SUPPLIED DATA
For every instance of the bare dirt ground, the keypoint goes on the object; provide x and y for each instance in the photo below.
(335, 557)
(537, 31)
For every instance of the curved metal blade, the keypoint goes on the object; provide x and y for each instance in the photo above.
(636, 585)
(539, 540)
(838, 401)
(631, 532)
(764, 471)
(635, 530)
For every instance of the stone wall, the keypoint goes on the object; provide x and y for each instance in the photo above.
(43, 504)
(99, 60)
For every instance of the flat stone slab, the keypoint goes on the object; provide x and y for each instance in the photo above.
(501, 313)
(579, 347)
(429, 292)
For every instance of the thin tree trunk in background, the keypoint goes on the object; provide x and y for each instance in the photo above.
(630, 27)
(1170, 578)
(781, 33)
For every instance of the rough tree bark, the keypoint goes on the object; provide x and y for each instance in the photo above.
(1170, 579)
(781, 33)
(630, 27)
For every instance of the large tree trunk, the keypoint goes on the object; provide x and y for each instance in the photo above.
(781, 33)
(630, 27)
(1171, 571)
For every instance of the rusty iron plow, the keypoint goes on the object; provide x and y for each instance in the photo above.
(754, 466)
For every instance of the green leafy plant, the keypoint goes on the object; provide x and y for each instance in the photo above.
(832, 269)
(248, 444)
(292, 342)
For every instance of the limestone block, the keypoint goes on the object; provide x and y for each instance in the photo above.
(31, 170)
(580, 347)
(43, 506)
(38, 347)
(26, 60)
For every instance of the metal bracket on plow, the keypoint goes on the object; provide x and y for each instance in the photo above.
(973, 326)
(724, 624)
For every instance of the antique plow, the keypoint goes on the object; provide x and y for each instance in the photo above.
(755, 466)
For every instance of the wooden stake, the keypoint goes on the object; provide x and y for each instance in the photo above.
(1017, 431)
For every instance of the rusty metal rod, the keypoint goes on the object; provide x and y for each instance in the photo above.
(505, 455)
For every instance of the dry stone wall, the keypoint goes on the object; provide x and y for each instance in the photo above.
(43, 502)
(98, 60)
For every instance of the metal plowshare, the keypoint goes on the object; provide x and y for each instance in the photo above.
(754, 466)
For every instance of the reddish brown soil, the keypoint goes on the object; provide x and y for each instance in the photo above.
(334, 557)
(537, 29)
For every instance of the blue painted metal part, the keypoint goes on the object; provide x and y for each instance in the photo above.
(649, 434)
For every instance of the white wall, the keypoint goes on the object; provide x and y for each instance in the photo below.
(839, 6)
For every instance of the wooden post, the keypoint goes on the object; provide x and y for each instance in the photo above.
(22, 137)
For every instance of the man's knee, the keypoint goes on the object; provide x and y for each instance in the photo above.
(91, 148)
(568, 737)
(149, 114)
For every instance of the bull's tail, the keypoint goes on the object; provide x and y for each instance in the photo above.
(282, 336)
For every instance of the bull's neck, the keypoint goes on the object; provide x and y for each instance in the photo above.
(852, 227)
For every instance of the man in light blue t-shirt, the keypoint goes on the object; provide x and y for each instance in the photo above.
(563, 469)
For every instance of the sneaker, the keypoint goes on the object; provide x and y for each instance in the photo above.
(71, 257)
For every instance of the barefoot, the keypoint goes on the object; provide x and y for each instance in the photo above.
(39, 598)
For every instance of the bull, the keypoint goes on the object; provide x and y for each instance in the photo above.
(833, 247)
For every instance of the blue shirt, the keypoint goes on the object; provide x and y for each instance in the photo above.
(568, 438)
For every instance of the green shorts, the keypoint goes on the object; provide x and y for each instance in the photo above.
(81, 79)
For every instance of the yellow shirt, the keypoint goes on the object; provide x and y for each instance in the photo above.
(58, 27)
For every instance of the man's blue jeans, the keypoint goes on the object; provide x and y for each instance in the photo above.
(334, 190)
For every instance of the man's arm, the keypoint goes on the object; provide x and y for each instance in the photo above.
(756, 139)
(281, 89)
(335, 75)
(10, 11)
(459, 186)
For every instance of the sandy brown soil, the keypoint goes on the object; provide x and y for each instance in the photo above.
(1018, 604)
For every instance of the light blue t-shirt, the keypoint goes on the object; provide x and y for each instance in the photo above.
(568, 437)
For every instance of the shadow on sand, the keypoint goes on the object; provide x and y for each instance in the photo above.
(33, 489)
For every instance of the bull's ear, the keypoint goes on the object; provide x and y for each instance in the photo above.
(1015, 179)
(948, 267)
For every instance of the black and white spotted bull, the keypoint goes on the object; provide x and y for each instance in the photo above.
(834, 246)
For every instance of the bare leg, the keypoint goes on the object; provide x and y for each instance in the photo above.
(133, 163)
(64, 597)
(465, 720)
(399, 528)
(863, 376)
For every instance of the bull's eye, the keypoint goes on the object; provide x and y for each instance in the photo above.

THE EXERCISE
Update the data above by changing every "keypoint" to "marker", leaving everything else as it is.

TASK RESPONSE
For every instance of the bare dirt ground, the marker goes on the object; provide x and y for each instance in the photo below.
(335, 557)
(537, 31)
For every instance of the curved metal blade, the marker goes on the object; provide x and y for each instance in the photo above.
(636, 585)
(539, 540)
(838, 401)
(631, 532)
(764, 471)
(635, 530)
For every instance of the stone wall, the marker goes on the object; provide x and y for each instance in the photo above.
(43, 504)
(99, 60)
For every instance of the flat stone slab, the marker goes on the object; provide x and y for each instance in the photo above.
(501, 313)
(579, 347)
(429, 292)
For every instance of the thin tree trunk in background, the marker goes on the object; provide x and y for each instance in the photo above.
(630, 27)
(1170, 578)
(781, 33)
For every instance of the rough tree bark, the marker goes on the object; provide x and y for each instance in the photo above.
(1170, 579)
(781, 33)
(630, 27)
For every instance of the large tree trunk, the marker goes on the object; provide x and y for each instance in the photo above.
(781, 33)
(630, 27)
(1171, 571)
For every instance of the rusty iron plow, the marker goes on the object; provide x and y for each instance in the photo above.
(754, 466)
For every instance of the green leafy plant, the marker goes on the object; provide x and y for each instance in the photo above.
(832, 269)
(248, 444)
(292, 342)
For every instance of the limestone block, the marker goes on the object; provide x and y for each instance in the photo above.
(31, 170)
(580, 347)
(43, 506)
(38, 347)
(26, 60)
For every instance of the metal bracket on plow, the marker goes on the object; provide x and y for each instance in the photo above.
(973, 326)
(724, 624)
For every instance of the antique plow, the marker goes on the object; provide x and y for each instance in the photo above.
(755, 466)
For every instance of the wooden stake, the marker goes on the object; provide x and y for each instance in the photo above.
(1017, 431)
For every instance of the rusty metal rod, the marker goes on the object; provide x and y for each instance in the photo above.
(505, 455)
For every instance of the dry stone wall, the marker goes on the object; provide x and y for each instance in the photo above.
(43, 502)
(98, 60)
For every instance of the metal plowshare, the marker goes on the object; provide x and y for each instance in the photo above.
(754, 466)
For every instance of the reddish brown soil, the marker goes on the object; provide x and y for each instance in the photo above.
(334, 557)
(537, 29)
For every instance of the blue painted metal part, the marker goes on the object; provide x and y for each instance in the photo above.
(649, 434)
For every instance of the white wall, the marker goes on the object; provide x and y for each instance in the photo below.
(839, 6)
For every instance of the wooden post, the marker goes on the object; provide x and y for each instance in the photo above.
(22, 137)
For every instance of the man's knee, the marker goes on the object; provide x and y for each instance in the photo above.
(91, 148)
(568, 737)
(149, 114)
For every instance of the bull's tail, the marker goes on the object; provide x and y for each instance in the photo above.
(282, 336)
For every instance of the bull's neck, the marker goes on the object; provide x and y for each instance in the photo above.
(852, 227)
For every instance of the man in light blue t-shirt, the marker goes on the object; provide x and y for each instance in the photo above.
(563, 469)
For every instance of the sneaker, the marker goes on the object; provide x and y for each instance in the photo above.
(71, 257)
For every instance of the barefoot, the marker goes on the object; provide x and y for each instance in the photo above.
(39, 598)
For every instance of the bull, the marker goes on the object; provide x and y for each instance in the photo above.
(833, 247)
For every instance of the blue shirt, the marker goes on the object; provide x and y for each instance in the photo above.
(568, 438)
For every instance of the green shorts, the marker goes on the object; provide x and y for each instance in the photo above.
(81, 79)
For every instance of the yellow shirt, the marker goes on the object; provide x and y for each instance in the photo above.
(58, 27)
For every instance of the man's blue jeans, the marker goes on the object; provide x and y for each instance in the photo above.
(334, 190)
For every instance of the man's arm, the marker goes on the object; provide x and y for each instance in the photo above.
(756, 139)
(281, 89)
(335, 75)
(10, 11)
(459, 186)
For every instance of the sandy brown soil, the marker goes on the object; provide x and y for each instance in the photo above.
(1018, 604)
For every instance of the light blue t-shirt, the marker goes on the object; provide x and y for each instance in the photo above.
(568, 437)
For every instance of the shadow on sand, the marker goes on the object; provide x and y for each instance in the photo above.
(33, 489)
For every instance of the bull's ear, the marker goes on the object; provide x and y for each instance in the photo above.
(1015, 179)
(948, 267)
For every instance of the black and white spotted bull, the marker goes on the object; provide x and y for each instance in the photo above.
(834, 246)
For every instance of the bare leg, the marker goes on the object; provide x and y for each instance in the photo above.
(133, 163)
(64, 597)
(465, 720)
(399, 528)
(863, 376)
For every instance of the bull's eye, the marker goes on the object; provide x and y for each instance in the photo above.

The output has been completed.